[TO DO]: Could you lay out every one of the entries below as a two-column CSV headed input and output, with one row per entry, its text and its answer each in a single quoted field, and line breaks replaced by spaces?

[GIVEN RECORDS]:
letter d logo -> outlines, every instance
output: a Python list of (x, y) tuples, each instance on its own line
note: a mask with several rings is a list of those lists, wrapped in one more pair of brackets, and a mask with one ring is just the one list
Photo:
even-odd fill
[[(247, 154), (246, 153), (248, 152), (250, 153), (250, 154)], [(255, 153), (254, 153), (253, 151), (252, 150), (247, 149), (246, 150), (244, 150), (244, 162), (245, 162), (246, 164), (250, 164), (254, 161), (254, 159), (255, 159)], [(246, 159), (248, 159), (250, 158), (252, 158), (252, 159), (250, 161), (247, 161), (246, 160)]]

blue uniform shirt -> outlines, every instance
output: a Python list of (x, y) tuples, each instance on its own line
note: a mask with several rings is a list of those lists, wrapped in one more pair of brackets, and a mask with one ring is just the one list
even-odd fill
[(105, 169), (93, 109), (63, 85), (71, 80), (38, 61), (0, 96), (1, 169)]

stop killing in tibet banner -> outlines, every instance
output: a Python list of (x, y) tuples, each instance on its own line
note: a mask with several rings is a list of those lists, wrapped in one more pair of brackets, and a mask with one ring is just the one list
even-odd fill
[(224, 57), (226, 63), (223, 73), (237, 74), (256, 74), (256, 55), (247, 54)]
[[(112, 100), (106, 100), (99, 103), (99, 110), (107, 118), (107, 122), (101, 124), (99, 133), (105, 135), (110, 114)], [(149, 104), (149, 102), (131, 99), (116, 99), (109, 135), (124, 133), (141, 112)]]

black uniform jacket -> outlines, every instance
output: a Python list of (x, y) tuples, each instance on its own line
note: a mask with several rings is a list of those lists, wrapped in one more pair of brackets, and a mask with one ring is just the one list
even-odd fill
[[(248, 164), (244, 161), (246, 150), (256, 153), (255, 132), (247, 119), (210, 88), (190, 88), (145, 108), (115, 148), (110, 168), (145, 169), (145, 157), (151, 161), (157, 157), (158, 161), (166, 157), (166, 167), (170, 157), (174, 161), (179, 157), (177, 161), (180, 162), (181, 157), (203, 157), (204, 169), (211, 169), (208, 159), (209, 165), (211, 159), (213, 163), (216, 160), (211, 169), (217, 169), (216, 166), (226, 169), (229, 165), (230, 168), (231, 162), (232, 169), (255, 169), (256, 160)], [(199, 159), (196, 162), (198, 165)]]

[RESPONSE FOR THIS EXERCISE]:
input,output
"letter d logo -> outlines, every instance output: a Python list of (x, y) tuples, each instance on its own line note: a mask with several rings is a list of those lists, wrapped in one more pair of brackets, and a mask with one ring is just the one list Photo: even-odd fill","[[(247, 154), (246, 153), (248, 152), (250, 153), (250, 154)], [(255, 153), (254, 153), (253, 151), (252, 150), (247, 149), (246, 150), (244, 150), (244, 162), (245, 162), (246, 164), (250, 164), (254, 161), (254, 159), (255, 159)], [(246, 159), (248, 159), (250, 158), (252, 158), (252, 159), (250, 161), (247, 161), (246, 160)]]"
"blue uniform shirt -> outlines, every instance output: a Python list of (x, y) tuples, each instance on its own line note: a mask with several rings is a list of those lists, wrapped in one more pair of brackets, and a mask with one ring is just the one list even-odd fill","[(105, 169), (93, 109), (63, 85), (71, 80), (38, 61), (0, 96), (1, 169)]"
"stop killing in tibet banner -> outlines, every instance output: a Python list of (x, y) tuples, each instance on its own line note: a mask with several rings is a list of those lists, wrapped in one more pair of brackets, and a mask with one ring is just the one list even-odd fill","[(224, 57), (226, 63), (223, 73), (237, 74), (256, 74), (256, 55), (247, 54)] [[(112, 100), (106, 100), (99, 103), (99, 110), (107, 118), (107, 122), (101, 124), (99, 133), (105, 135), (110, 114)], [(149, 104), (149, 102), (131, 99), (116, 99), (109, 135), (124, 133), (141, 112)]]"
"black uniform jacket -> outlines, every instance output: a Python list of (x, y) tuples, each instance on its own line note: a mask with several rings is a list of those lists, wrapped in one more pair of brackets, and a mask with one ring is just the one list even-odd fill","[[(248, 164), (244, 161), (246, 150), (256, 153), (255, 132), (247, 119), (210, 88), (190, 88), (145, 108), (115, 148), (110, 168), (145, 169), (145, 157), (151, 161), (157, 157), (158, 161), (166, 157), (166, 167), (170, 157), (174, 161), (179, 157), (177, 161), (180, 162), (181, 157), (203, 157), (204, 169), (211, 169), (208, 159), (209, 165), (211, 159), (213, 163), (216, 160), (211, 169), (217, 169), (216, 166), (226, 169), (229, 165), (230, 168), (231, 162), (232, 169), (255, 169), (256, 160)], [(199, 159), (196, 162), (198, 165)]]"